------ DOCUMENT SEGMENT ------

Bain Capital-backed Chinese hyperscale data centre operator Chindata Group is getting ready to make its debut on the New York Stock Exchange later this month, according to a report by Reuters on 1 September citing sources familiar with the planned offering.
The news agency indicated that two sources had confirmed that the five-year-old company is preparing to file confidentially with the Securities and Exchange Commission for an American IPO with hopes of raising up to $400 million.
Mainland media reports last month pegged the offering at a valuation of between $3 billion to $4 billion, with Credit Suisse, Citibank and Morgan Stanley said to be involved in the process.
Building a Pan-Asian Platform
Bain Capital first invested in Chindata in 2018 before investing an additional $570 million in May of last year to acquire a controlling stake in the company from Shenzhen-listed network infrastructure provider Wangsu Science and Technology Company.
By July of 2019 the US private equity firm announced a merger of its mainland rack space platform with Singapore-based Bridge Data Centres, which had acquired a pair of server farms in Malaysia in 2018 and has plans in the works for a third in India. Bain had acquired a controlling stake in Bridge in 2017.
The new pan-Asian platform was renamed Chindata Group, with reports already emerging in December of last year regarding plans for a 2020 IPO. Just last month South Korea’s SK Holding was reported by media in Seoul and Hong Kong as having paid $300 million to acquire an 8.9 percent stake in Chindata Group, with that deal valuing the company at $3.1 billion in what now appears to be the run-up to its IPO.
Data Centres Continue to Gain Major Traction
The Bain news comes after Hong Kong’s Gaw Capital Partners entered a joint venture with Beijing-based Centrin Data to develop hyperscale facilities last year with an existing, 6,400-rack property in Kunshan, near Shanghai.
“We see significant opportunities in the IDC sector, which is fast becoming a major theme in China as the country deepens its embrace of advanced technology,” Gaw Managing Principal and Head of Capital Markets told Mingtiandi last November.

------ RECORDED INFORMATION ------

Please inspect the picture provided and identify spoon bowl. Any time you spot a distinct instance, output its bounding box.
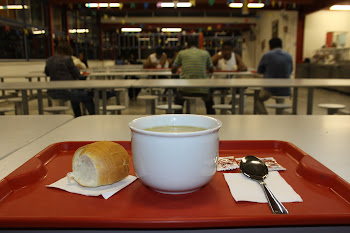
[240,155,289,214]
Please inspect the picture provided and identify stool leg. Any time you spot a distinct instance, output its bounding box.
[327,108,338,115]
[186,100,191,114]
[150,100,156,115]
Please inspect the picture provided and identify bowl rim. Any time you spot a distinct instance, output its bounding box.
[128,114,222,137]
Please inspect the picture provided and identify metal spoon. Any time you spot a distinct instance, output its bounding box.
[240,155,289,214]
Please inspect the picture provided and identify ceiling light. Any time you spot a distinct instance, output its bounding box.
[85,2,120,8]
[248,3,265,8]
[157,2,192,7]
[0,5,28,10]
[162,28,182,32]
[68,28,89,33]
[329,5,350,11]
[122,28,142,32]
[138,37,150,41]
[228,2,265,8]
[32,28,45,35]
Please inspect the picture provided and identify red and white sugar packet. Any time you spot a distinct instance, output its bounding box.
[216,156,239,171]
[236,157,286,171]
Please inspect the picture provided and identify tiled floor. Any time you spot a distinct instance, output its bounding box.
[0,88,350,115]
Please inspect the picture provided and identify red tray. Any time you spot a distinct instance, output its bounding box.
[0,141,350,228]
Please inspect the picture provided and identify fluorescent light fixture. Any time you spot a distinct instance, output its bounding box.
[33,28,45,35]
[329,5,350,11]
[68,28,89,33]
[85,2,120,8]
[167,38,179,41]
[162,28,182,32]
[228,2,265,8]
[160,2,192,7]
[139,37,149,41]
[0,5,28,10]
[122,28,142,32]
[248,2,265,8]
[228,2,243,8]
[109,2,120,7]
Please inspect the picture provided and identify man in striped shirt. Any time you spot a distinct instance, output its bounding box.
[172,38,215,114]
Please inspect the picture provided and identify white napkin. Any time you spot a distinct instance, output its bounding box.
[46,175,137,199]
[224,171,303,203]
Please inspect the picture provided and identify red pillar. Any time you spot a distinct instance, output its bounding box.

------

WHAT TO WORK ON:
A. Reproduce the stretch of the Chindata IPO article from "Bain Capital-backed Chinese" through "the planned offering.".
B. According to the Chindata IPO article, how much did SK Holding reportedly pay for its stake in Chindata Group, and how large was that stake?
Rely only on the text about Chindata Group's planned IPO.

ANSWERS TO EACH TASK:
A.
Bain Capital-backed Chinese hyperscale data centre operator Chindata Group is getting ready to make its debut on the New York Stock Exchange later this month, according to a report by Reuters on 1 September citing sources familiar with the planned offering.

B. SK Holding reportedly paid $300 million for an 8.9 percent stake.